WHAT IS BEING ASKED
Every record below is to be retyped exactly.

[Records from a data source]

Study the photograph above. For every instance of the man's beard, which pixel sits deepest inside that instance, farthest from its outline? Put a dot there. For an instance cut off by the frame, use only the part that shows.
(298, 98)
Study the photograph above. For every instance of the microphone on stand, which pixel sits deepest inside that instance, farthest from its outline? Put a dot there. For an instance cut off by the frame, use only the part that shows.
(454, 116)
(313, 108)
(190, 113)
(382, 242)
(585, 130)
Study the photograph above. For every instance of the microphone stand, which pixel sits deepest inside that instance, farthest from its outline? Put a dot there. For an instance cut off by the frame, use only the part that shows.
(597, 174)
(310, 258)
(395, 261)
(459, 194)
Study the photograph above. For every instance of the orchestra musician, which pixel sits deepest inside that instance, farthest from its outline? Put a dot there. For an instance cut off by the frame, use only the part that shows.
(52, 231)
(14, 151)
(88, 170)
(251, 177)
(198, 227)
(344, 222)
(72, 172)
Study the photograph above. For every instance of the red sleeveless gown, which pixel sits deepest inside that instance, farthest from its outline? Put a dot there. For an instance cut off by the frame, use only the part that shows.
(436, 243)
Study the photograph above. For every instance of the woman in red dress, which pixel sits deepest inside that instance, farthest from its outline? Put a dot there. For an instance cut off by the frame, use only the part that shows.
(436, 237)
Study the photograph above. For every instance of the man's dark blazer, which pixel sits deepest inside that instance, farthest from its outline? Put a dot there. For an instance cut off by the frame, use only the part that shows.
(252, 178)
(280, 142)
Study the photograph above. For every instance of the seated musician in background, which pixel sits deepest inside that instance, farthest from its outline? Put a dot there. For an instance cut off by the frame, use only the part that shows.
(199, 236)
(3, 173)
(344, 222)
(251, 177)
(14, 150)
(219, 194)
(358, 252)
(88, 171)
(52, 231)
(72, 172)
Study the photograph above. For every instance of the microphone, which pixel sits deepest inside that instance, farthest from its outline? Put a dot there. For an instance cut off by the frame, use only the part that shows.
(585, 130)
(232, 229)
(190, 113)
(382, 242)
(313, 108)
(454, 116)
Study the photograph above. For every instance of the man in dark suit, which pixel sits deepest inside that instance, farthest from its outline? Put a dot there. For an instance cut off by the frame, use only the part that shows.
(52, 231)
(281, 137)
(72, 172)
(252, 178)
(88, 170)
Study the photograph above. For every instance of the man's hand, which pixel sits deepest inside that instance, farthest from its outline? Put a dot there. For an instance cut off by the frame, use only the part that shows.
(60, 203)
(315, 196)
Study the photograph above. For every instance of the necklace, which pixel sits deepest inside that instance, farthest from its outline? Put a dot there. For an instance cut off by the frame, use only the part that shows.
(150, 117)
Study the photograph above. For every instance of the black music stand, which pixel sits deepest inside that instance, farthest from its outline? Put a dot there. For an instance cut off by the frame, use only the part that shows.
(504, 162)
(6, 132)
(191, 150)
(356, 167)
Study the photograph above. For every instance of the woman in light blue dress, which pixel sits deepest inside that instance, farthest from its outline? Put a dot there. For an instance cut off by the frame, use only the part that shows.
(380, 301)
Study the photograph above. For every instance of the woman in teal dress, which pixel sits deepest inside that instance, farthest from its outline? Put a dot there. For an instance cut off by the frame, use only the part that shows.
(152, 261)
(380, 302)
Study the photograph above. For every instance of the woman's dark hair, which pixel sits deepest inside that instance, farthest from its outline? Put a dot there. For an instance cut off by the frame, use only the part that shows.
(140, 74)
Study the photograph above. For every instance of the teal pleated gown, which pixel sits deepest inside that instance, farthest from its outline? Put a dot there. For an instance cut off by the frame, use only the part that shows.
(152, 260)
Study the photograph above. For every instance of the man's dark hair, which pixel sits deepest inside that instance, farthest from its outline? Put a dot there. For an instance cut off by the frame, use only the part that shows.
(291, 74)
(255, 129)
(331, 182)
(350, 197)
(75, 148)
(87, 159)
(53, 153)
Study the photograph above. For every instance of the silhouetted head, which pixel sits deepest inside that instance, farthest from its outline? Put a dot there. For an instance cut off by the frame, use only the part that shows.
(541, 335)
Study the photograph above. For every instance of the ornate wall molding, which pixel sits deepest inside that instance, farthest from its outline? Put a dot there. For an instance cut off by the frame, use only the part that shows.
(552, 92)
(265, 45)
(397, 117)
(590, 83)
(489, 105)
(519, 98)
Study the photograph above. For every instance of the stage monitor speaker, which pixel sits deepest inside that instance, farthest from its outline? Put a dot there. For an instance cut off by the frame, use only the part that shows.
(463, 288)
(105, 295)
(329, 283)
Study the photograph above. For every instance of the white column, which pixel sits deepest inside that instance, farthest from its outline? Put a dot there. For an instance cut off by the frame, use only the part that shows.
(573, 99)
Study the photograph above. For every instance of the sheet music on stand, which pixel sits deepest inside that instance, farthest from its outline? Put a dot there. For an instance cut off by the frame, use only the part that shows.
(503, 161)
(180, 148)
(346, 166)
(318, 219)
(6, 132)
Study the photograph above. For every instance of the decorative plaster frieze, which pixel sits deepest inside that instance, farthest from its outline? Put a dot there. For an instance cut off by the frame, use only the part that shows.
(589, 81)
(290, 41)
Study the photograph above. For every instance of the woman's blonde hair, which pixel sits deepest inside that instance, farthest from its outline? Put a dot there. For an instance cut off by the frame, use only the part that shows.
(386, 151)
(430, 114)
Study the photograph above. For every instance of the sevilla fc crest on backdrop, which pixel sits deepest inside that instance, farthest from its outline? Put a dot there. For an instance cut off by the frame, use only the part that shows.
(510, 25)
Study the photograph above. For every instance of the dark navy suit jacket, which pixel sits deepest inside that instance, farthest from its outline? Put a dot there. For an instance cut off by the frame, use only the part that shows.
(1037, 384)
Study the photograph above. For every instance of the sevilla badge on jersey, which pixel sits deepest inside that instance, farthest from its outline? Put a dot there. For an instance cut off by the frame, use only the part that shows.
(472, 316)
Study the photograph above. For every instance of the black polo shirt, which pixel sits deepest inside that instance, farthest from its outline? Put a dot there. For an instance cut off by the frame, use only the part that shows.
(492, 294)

REPLY
Study the photograph above. For every instance of the man's beard, which pixel sits deepest inside that instance, farthest from its outline? Put a dot there. For an instance cut off by the frame, use only the part that shows.
(298, 98)
Study the photograph above. For every instance of the microphone on stand, which pixel sits deepest inside that instance, farthest from its outline? Put a dot there. For an instance cut off by the frame, use only the part that shows.
(454, 116)
(313, 108)
(190, 113)
(382, 242)
(585, 130)
Study the photograph above. For every instance of the microphone stand, which pixel sits deepest inside that instance, farthest from its outline? Put a dot there. For an instance cut off by the frame, use only the part that shows.
(597, 174)
(310, 258)
(395, 261)
(459, 194)
Study the photograph above. For every instance of the orchestra musician, which pixel sits deepest inside that instance, farthest from its outline? Put a dot there. For an instance cut off by the frame, use only the part that shows.
(52, 231)
(14, 151)
(88, 170)
(251, 177)
(198, 227)
(344, 222)
(72, 172)
Study the photograph above. For every instance of the red sleeveless gown, which pixel sits deepest inside that instance, farthest from its outline? Put a dot there. For an instance cut off by the frame, use only the part that shows.
(436, 243)
Study the photograph above. For every instance of the woman in red dress, which pixel sits deepest inside that instance, farthest from its outline? Put a dot there. For an instance cut off by the frame, use only the part that shows.
(436, 237)
Study the photograph above. For every instance of the man's dark blazer, which pixel sits deepest inside that instance, farthest from its outline? Put a dot there. For an instance cut off by the frame, use only the part that shows.
(252, 178)
(280, 142)
Study the photograph above. For every instance of the seated musician in background, which pixel sits deepest inside that instance, farthest from its outline? Put a dot there. For an instance cut off by the frame, use only the part that shows.
(199, 236)
(3, 173)
(344, 222)
(251, 177)
(14, 150)
(219, 194)
(358, 252)
(88, 171)
(52, 231)
(72, 172)
Study the photograph above. For every instance of the microphone, which pixel sits deepest inside that instance, farthest from its outline? Put a dot there. For an instance cut off by the frame, use only the part that shows.
(585, 130)
(232, 229)
(190, 113)
(382, 242)
(313, 108)
(454, 116)
Study the photograph above. For every instance of the man in dark suit, which pixel sits deepest inside that instance, farthest from its outline? Put a dot there. For an instance cut off by the frame, use only the part that shows.
(52, 231)
(281, 137)
(72, 172)
(252, 178)
(88, 170)
Study the photograph above. For every instance of the man's hand, which pixel sits deepest inside that instance, farthest from its outline? Put a dot there. For an instance cut off by the frame, use only the part that shows.
(60, 203)
(315, 196)
Study the photograph above. For every instance of the necklace, which pixel sits deepest inside that instance, farthest from its outline? Put a dot there. For an instance cut off by the frame, use only the part that shows.
(150, 117)
Study the photograph above. For every instance of the black music stand, which pixel sits deepest inside that instance, farthest from its outline? Put a dot there. For an instance cut off by the frame, use only the part that shows.
(504, 162)
(6, 132)
(191, 150)
(356, 167)
Study the photograph above. For every instance of the woman in light blue dress, which pixel sits deepest inside that instance, farthest from its outline? Put a dot there. For an instance cut off by the frame, use only the part that shows.
(380, 301)
Study the photograph above. For every instance of the woman in teal dress, which pixel sits deepest inside that instance, farthest from its outline? Put a dot there. For an instance cut off by the frame, use only the part that shows.
(152, 261)
(380, 302)
Study the photograph above. For every instance of the woman's dark hair, which pixel sits deepest inside that instance, farthest from its outline? Put a dot there. For an instance cut off by the frame, use only the part that shows.
(140, 74)
Study the photograph above. For every instance of the teal pleated gown, which pixel sits deepest inside that instance, farthest from its outline? Put a dot there. For an instance cut off by the frame, use only the part that shows.
(152, 260)
Study the photograph above. For every instance of the man's dark hair, which pixel sits deepest inside that instance, farthest from its outline? Put a dot there. For an instance cut off by the frame, use only the part that shows.
(291, 74)
(255, 129)
(331, 182)
(350, 197)
(75, 148)
(87, 159)
(53, 153)
Study the photograph above. For every instance of the silhouetted head, which pixel sits deepest inside that instance, farthest from its outline? Put a dot there. For an instance cut off by the frame, use only the part that shows.
(541, 335)
Study the photograph above. For every instance of the ornate wall molding, which pixel sits deepest inside that instance, farthest from its outline? Put a dot there. For an instance cut off by the frame, use only the part that shows.
(552, 92)
(265, 45)
(397, 117)
(590, 83)
(489, 105)
(519, 98)
Study the photograph above. For every instance of the stage monitor speaker, which pixel sits deepest inside that instance, farthest from its outline? Put a dot there. For an instance cut off by the frame, use only the part that shows.
(463, 288)
(105, 295)
(329, 283)
Study the photograph above. For every instance of the white column, which pixel sits deepest inside that instance, farthest from its outline? Put a dot there. For an instance cut off by the frame, use only the part that shows.
(573, 99)
Study the photograph above. For every instance of the sheet music on stand, which pixel sits deepest inside that instance, farthest from its outline? Put a dot there. For an instance cut off by the frame, use only the part that shows.
(503, 161)
(180, 148)
(346, 166)
(318, 219)
(6, 132)
Study the photograph above. For every instance of the decorative plaster frieze, which pixel sits deepest inside that instance, farthest from its outline? Put a dot there. For an instance cut off by the frame, use only the part that shows.
(589, 81)
(290, 41)
Study the photograph above. For every instance of the woman's blonde hair, which pixel sits deepest inside that instance, farthest from its outline? Put a dot there. For an instance cut off by the frame, use only the part that shows.
(386, 151)
(430, 114)
Study the photograph above. For every instance of the sevilla fc crest on backdrop, which pixel sits deepest inside that instance, farthest from its outline? Put a dot there. For an instance cut off by the frame, use only the part that shows.
(510, 25)
Study the photograph above. For every instance of the dark navy suit jacket, which pixel sits deepest inside that instance, farthest from its outline? Put a dot there. For an instance cut off by the frame, use only the part that shows.
(1037, 384)
Study the photograph above. For every instance of the sevilla badge on jersey, which pixel sits deepest inside that instance, farthest from its outline? Put a dot there. For an instance cut off by the frame, use only the part that shows.
(472, 316)
Study the photograph above. For every instance of the black polo shirt, which pixel sits deepest inside that instance, farthest from its outline? Put a dot there. For an instance cut off by the frame, use only the part that shows.
(492, 294)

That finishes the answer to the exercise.